------ DATA EXTRACTS

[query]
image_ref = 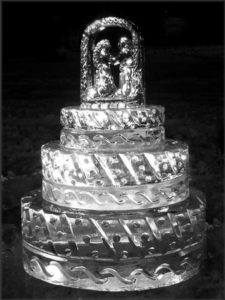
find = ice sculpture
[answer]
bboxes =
[21,16,206,292]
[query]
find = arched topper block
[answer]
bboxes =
[80,17,145,105]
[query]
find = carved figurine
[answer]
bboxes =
[115,37,134,97]
[91,39,117,99]
[80,17,144,104]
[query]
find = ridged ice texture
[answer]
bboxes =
[22,189,206,260]
[42,175,189,211]
[60,106,165,131]
[41,140,189,188]
[60,127,165,150]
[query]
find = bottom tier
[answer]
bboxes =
[22,188,206,291]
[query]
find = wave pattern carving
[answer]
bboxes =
[60,127,165,149]
[23,245,203,291]
[42,176,189,211]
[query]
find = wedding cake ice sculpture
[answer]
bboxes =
[21,17,207,292]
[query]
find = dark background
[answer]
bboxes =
[2,1,224,299]
[3,1,224,59]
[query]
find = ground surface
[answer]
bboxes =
[2,45,224,299]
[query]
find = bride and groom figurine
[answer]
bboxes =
[87,37,140,100]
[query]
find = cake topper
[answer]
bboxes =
[80,17,144,105]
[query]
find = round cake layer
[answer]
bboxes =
[22,189,206,261]
[41,140,189,188]
[60,106,165,131]
[42,175,189,212]
[23,240,204,291]
[60,127,165,150]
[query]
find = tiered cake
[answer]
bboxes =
[21,17,207,292]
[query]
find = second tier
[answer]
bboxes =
[41,139,189,189]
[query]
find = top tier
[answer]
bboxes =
[80,17,144,106]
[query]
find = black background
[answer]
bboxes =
[2,1,224,299]
[3,1,224,59]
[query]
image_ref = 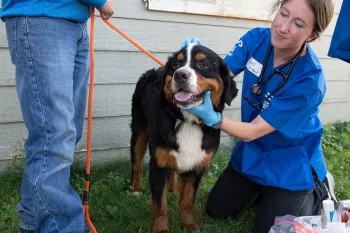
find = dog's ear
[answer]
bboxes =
[155,56,172,90]
[156,56,177,105]
[159,54,176,81]
[219,57,238,106]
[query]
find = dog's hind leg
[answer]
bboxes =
[130,130,148,194]
[177,171,204,232]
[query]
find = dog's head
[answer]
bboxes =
[162,44,238,111]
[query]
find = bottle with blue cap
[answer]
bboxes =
[323,199,335,223]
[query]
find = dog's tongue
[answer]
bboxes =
[175,91,194,101]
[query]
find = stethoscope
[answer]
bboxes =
[244,43,306,111]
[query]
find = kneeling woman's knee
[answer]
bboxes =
[206,195,240,219]
[206,201,222,218]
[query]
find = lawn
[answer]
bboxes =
[0,122,349,233]
[0,148,256,233]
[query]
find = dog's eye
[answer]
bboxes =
[196,61,208,69]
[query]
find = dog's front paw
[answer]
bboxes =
[181,223,200,232]
[153,230,170,233]
[152,216,170,233]
[180,215,200,232]
[128,184,143,195]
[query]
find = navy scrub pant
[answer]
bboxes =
[206,164,327,233]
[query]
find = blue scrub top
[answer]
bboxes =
[224,28,327,191]
[328,0,350,63]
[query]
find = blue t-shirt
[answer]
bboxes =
[224,28,327,191]
[0,0,106,22]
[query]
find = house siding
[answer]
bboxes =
[0,0,348,170]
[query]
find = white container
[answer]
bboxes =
[326,222,346,233]
[323,200,335,222]
[299,215,323,229]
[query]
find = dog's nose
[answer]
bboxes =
[174,70,190,83]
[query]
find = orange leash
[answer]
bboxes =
[83,8,165,233]
[84,7,97,233]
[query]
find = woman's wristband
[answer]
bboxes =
[209,113,224,129]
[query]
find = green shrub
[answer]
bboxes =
[322,122,350,200]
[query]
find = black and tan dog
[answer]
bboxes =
[130,44,238,233]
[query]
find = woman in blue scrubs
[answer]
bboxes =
[183,0,336,232]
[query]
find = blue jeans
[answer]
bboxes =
[5,17,90,233]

------------

● **EXERCISE BRIEF**: Each entry should be set down exactly, pictures excluded.

● **EXERCISE OUTPUT**:
[query]
image_ref = 
find = ice sculpture
[answer]
bboxes =
[21,16,206,292]
[query]
find = arched topper block
[answer]
bboxes =
[80,17,145,105]
[query]
find = carved figurine
[answer]
bboxes =
[115,37,134,97]
[91,39,117,99]
[80,17,144,104]
[query]
find = ridged ice texture
[answer]
bboxes =
[22,189,206,260]
[42,175,189,211]
[60,106,165,131]
[41,140,189,188]
[60,127,165,150]
[query]
find = bottom tier
[answer]
bboxes =
[22,188,206,291]
[query]
find = wave pattern carving
[answer]
bboxes =
[60,127,165,149]
[23,245,203,291]
[42,176,189,211]
[query]
find = wedding cake ice sculpture
[answer]
bboxes =
[21,17,207,292]
[query]
find = dark background
[answer]
bboxes =
[2,1,224,299]
[3,1,224,59]
[query]
find = ground surface
[answer]
bboxes =
[2,45,224,299]
[query]
find = bride and groom figurine
[answer]
bboxes =
[87,37,140,100]
[query]
find = cake topper
[answer]
bboxes =
[80,17,144,105]
[query]
find = round cake layer
[answer]
bboxes =
[22,189,206,261]
[41,140,189,188]
[60,106,165,131]
[42,175,189,212]
[23,240,204,291]
[60,127,165,150]
[query]
find = tiered cake
[answer]
bboxes =
[21,17,207,292]
[query]
find = second tier
[answer]
bboxes =
[41,139,189,189]
[query]
find = top tier
[answer]
bboxes =
[80,17,144,106]
[query]
find = black background
[answer]
bboxes =
[2,1,224,299]
[3,1,224,59]
[query]
image_ref = 
find = dog's ear
[answer]
bboxes =
[155,56,172,90]
[156,56,177,105]
[159,54,176,81]
[219,57,238,106]
[query]
find = dog's hind leg
[answer]
bboxes =
[130,130,148,194]
[177,171,204,232]
[query]
find = dog's head
[answer]
bboxes =
[162,44,238,111]
[query]
find = bottle with blue cap
[answer]
bboxes =
[323,199,335,223]
[query]
find = dog's tongue
[answer]
bboxes =
[175,91,194,101]
[query]
find = stethoscope
[answer]
bboxes =
[244,43,306,111]
[query]
find = kneeling woman's knee
[answer]
bboxes =
[206,195,240,219]
[206,201,222,218]
[query]
find = lawn
[answer]
bboxes =
[0,122,349,233]
[0,148,256,233]
[query]
find = dog's eye
[answer]
bboxes =
[196,61,208,69]
[query]
find = dog's front paw
[answer]
bboxes =
[181,223,200,232]
[153,230,170,233]
[152,216,170,233]
[180,215,200,232]
[128,184,143,195]
[query]
find = navy scrub pant
[answer]
bboxes =
[206,164,327,233]
[query]
find = blue scrub top
[answer]
bboxes =
[224,28,327,191]
[328,0,350,63]
[query]
find = blue t-shirt
[answer]
bboxes =
[224,28,327,191]
[0,0,106,22]
[query]
find = house siding
[answer]
bboxes =
[0,0,348,170]
[query]
find = white container
[answer]
bboxes =
[326,222,346,233]
[323,200,335,222]
[299,215,323,229]
[query]
find = dog's nose
[answer]
bboxes =
[174,70,190,83]
[query]
find = orange leash
[answer]
bboxes =
[83,8,165,233]
[84,7,97,233]
[query]
find = woman's wristband
[answer]
bboxes =
[209,113,224,129]
[query]
find = green shrub
[answer]
bboxes =
[322,122,350,200]
[query]
find = black and tan dog
[answer]
bboxes =
[130,44,238,233]
[query]
find = woman in blue scrubs
[answer]
bboxes =
[183,0,336,232]
[query]
find = blue jeans
[answer]
bboxes =
[5,17,90,233]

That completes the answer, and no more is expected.